(Consigne):
Répondez aux questions suivantes à partir du texte sur la commune d'El-Kasdir.
(a) À quelle distance de Nâama et dans quelle direction la commune est-elle située ?
(b) Combien d'habitants la commune compte-t-elle ?
(c) Combien de têtes d'ovins la commune compte-t-elle ?

(Texte présenté):
Benajaa, Attik, Achouri, Abdelmoula sont autant de hameaux et d'agglomérations épars rattachés à la commune d'El-Kasdir, une localité rurale située à l'extrême limite de l'axe frontalier algéro-marocain, à quelque 150 km, à l'ouest de Nâama, chef-lieu de wilaya.



Elle compte 7.479 habitants vivant essentiellement de l'élevage et du commerce. La commune, de par l'étendue de son territoire, fait de vastes plaines steppiques, est dénommée pays du mouton par excellence. Elle compte près de 85.000 têtes d'ovins et quelque 1.200 têtes de bovins. Il faut dire que la création d'un centre d'insémination artificielle à Belhenjir (Aïn Séfra) a eu l'impact nécessaire sur l'amélioration génétique du cheptel et même sur le mode de production eu égard à l'adhésion des éleveurs aux programmes de vulgarisation agricoles initiés par les services de la DSA et la chambre de l'agriculture.

[Enregistrements de points annotés]
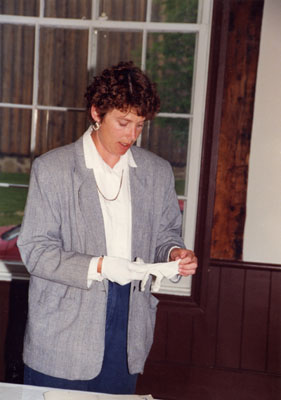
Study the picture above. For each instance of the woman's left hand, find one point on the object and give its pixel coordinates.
(188, 261)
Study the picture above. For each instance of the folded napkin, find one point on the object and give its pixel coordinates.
(75, 395)
(159, 271)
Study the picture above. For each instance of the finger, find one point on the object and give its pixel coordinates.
(188, 260)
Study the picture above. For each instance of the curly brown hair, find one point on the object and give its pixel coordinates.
(124, 87)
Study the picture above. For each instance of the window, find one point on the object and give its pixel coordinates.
(49, 51)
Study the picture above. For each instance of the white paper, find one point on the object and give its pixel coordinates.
(70, 395)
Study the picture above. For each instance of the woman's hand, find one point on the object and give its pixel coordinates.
(188, 261)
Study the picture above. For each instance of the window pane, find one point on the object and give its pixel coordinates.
(16, 67)
(57, 128)
(20, 7)
(15, 131)
(123, 10)
(68, 8)
(117, 46)
(63, 67)
(168, 137)
(174, 11)
(170, 59)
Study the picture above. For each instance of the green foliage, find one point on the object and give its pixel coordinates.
(12, 200)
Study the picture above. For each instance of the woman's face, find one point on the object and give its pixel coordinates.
(117, 133)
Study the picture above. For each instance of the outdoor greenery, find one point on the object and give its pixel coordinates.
(12, 200)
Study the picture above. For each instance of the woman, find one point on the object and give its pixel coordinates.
(94, 207)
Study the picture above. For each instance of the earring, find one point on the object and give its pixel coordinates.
(96, 126)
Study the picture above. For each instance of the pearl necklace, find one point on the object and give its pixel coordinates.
(114, 198)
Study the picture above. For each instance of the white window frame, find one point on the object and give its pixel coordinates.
(196, 116)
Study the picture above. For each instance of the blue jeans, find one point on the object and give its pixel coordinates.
(114, 377)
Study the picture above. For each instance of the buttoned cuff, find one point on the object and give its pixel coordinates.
(172, 248)
(93, 274)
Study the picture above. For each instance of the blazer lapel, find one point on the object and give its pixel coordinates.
(88, 201)
(140, 198)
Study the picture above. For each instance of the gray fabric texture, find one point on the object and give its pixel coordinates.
(62, 229)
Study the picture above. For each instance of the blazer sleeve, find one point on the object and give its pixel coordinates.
(170, 227)
(40, 241)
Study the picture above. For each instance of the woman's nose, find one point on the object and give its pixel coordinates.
(134, 133)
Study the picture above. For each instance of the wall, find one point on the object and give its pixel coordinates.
(263, 216)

(Corrigé):
(a) À quelque 150 km à l'ouest de Nâama.
(b) 7.479 habitants.
(c) Près de 85.000 têtes d'ovins.